(Records contained in a dataset)

******************************

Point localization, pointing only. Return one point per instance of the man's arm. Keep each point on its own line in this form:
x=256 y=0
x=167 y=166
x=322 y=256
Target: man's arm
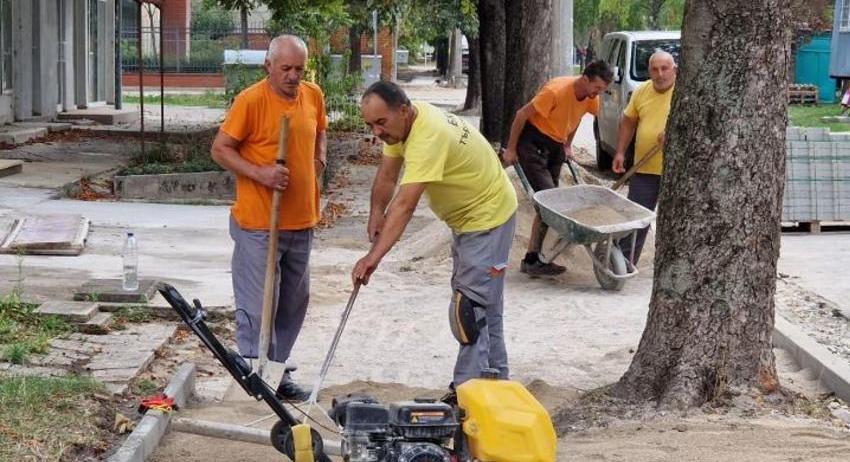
x=320 y=157
x=225 y=152
x=625 y=133
x=382 y=192
x=521 y=117
x=398 y=216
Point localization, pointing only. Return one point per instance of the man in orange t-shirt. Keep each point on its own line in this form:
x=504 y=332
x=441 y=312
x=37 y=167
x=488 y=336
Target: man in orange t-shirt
x=247 y=145
x=541 y=138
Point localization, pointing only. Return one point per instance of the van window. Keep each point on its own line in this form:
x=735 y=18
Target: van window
x=642 y=50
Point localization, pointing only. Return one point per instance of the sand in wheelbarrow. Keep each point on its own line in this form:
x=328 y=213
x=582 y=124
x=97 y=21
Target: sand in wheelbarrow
x=597 y=215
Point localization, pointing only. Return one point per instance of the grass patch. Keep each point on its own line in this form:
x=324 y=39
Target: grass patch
x=23 y=331
x=188 y=156
x=208 y=99
x=810 y=116
x=50 y=419
x=132 y=314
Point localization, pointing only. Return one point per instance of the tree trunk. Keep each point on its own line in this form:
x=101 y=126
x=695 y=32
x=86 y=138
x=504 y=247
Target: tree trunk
x=711 y=315
x=491 y=41
x=529 y=42
x=355 y=63
x=243 y=17
x=473 y=88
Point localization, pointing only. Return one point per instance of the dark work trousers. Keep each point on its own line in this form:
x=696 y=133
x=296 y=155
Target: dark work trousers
x=643 y=190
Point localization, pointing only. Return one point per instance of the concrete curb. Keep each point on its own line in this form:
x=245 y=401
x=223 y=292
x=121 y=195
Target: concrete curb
x=828 y=368
x=142 y=443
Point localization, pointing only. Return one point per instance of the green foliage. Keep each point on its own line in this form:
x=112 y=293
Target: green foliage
x=812 y=116
x=208 y=99
x=49 y=418
x=190 y=155
x=24 y=331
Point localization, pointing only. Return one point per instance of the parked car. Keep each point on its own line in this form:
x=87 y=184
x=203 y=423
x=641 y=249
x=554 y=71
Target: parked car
x=628 y=55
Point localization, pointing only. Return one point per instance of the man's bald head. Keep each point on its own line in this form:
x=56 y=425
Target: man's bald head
x=285 y=63
x=662 y=55
x=286 y=44
x=662 y=70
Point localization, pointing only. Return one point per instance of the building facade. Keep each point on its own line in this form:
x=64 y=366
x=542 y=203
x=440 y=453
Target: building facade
x=57 y=56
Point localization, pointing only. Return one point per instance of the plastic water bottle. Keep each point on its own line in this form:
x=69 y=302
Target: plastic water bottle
x=130 y=255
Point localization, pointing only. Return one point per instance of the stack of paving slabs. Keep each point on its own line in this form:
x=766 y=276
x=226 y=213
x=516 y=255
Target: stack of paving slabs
x=817 y=176
x=44 y=235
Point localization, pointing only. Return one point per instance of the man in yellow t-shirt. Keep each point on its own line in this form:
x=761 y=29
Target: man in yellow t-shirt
x=457 y=169
x=646 y=113
x=541 y=139
x=247 y=145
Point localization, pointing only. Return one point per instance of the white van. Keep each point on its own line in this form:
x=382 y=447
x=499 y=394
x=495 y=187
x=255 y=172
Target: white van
x=628 y=55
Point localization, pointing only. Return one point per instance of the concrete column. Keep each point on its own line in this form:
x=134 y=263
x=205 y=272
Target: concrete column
x=80 y=66
x=66 y=55
x=108 y=33
x=45 y=76
x=562 y=54
x=22 y=59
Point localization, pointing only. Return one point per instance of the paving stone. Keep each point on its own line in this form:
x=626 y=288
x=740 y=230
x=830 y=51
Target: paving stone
x=110 y=291
x=10 y=167
x=73 y=312
x=52 y=127
x=97 y=325
x=16 y=135
x=17 y=370
x=77 y=346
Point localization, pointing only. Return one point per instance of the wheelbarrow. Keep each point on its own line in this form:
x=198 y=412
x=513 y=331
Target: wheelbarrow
x=560 y=209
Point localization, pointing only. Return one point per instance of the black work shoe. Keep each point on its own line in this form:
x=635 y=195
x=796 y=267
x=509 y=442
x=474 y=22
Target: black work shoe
x=288 y=390
x=539 y=268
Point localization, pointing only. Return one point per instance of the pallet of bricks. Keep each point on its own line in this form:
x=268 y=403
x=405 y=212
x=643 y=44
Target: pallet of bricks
x=802 y=94
x=817 y=177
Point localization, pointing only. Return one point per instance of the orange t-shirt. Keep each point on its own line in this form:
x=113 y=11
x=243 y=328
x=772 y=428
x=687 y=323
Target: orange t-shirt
x=254 y=120
x=557 y=110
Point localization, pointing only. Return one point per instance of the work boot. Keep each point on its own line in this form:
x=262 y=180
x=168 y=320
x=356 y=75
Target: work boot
x=538 y=268
x=288 y=390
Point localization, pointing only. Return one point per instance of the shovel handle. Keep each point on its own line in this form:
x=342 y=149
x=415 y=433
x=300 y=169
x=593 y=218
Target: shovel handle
x=271 y=258
x=619 y=183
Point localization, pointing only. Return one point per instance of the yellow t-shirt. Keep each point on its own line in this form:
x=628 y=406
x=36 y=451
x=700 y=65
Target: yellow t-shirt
x=254 y=120
x=465 y=182
x=650 y=108
x=557 y=110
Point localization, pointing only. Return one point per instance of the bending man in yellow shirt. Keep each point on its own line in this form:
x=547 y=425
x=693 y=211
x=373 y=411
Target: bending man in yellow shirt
x=646 y=113
x=454 y=165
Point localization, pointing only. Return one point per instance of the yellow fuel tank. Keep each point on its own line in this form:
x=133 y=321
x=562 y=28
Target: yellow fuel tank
x=505 y=423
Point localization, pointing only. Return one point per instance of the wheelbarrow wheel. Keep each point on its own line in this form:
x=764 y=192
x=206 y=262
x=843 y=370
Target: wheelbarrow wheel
x=616 y=263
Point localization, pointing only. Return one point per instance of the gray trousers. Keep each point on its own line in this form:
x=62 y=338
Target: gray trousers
x=292 y=288
x=480 y=261
x=643 y=190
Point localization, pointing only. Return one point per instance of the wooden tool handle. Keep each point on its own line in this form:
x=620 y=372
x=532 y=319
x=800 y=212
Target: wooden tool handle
x=271 y=258
x=619 y=183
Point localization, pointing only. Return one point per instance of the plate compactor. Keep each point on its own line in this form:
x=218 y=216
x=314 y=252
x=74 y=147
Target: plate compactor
x=494 y=420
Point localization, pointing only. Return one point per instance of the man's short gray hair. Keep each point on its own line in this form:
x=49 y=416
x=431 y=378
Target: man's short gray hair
x=662 y=54
x=282 y=41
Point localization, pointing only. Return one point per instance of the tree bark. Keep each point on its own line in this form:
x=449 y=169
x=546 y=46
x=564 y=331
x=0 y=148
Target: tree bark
x=528 y=33
x=711 y=315
x=243 y=19
x=473 y=88
x=491 y=41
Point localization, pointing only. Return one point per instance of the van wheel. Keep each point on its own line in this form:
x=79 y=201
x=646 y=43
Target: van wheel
x=603 y=159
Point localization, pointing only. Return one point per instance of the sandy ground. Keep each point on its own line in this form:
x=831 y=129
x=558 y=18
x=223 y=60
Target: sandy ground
x=564 y=335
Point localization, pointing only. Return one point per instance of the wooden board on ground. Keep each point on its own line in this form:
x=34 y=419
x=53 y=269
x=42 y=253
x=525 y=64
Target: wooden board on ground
x=47 y=235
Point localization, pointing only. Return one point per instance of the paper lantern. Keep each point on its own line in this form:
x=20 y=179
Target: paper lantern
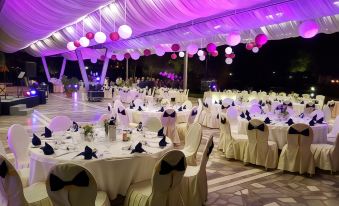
x=94 y=60
x=135 y=55
x=76 y=43
x=125 y=31
x=84 y=42
x=114 y=36
x=229 y=61
x=70 y=46
x=233 y=38
x=175 y=47
x=261 y=39
x=228 y=50
x=308 y=29
x=249 y=46
x=255 y=49
x=200 y=53
x=181 y=54
x=211 y=47
x=120 y=57
x=173 y=56
x=147 y=52
x=100 y=37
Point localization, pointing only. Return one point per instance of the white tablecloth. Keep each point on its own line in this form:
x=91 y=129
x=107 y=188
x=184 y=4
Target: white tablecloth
x=114 y=170
x=278 y=132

******************************

What you have to do: Write out, exactly, each line from the one containing "of the paper" down to the final line of the data above. Both of those lines count, and the pictures are left out.

The response:
Point localization, pointing only. Return one point per instance of the paper lantern. Keep each point on its own line in this form:
x=20 y=179
Target: paper lantern
x=94 y=60
x=135 y=55
x=76 y=43
x=125 y=31
x=84 y=42
x=114 y=36
x=229 y=61
x=70 y=46
x=233 y=38
x=175 y=47
x=261 y=39
x=228 y=50
x=308 y=29
x=249 y=46
x=255 y=49
x=200 y=53
x=181 y=54
x=211 y=47
x=120 y=57
x=173 y=56
x=147 y=52
x=100 y=37
Point localization, pointing only. Return one point per instance of the white tablecloth. Keep each point on its own line in this form:
x=91 y=129
x=107 y=188
x=184 y=4
Target: white tablecloth
x=114 y=170
x=278 y=132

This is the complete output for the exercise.